STATED TASK
Which lines of the records contain the string "construction"? Pull out each of those lines and copy it.

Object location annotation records

****************************************

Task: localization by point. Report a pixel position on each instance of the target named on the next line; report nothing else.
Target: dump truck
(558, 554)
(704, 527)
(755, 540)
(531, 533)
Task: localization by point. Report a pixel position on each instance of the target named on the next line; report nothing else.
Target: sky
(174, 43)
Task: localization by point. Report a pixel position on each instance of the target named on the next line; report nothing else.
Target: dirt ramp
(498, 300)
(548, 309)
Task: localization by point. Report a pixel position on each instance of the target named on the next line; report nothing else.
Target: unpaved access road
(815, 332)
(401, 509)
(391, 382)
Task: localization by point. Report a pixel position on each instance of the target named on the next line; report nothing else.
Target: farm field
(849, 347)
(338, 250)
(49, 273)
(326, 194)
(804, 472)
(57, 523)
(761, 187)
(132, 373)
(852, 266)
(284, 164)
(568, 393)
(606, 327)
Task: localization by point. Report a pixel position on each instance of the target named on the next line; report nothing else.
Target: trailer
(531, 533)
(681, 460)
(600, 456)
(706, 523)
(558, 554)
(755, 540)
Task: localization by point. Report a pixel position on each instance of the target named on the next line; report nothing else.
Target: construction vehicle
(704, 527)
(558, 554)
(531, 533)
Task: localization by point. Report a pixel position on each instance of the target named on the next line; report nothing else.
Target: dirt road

****************************************

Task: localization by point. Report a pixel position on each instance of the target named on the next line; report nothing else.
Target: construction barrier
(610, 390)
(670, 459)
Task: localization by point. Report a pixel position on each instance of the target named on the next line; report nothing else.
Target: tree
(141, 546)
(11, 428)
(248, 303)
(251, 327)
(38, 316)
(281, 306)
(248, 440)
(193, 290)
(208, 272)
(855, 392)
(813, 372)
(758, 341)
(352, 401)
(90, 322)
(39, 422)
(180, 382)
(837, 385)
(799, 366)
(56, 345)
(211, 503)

****************************************

TASK ANSWER
Target: construction vehicle
Target: construction barrier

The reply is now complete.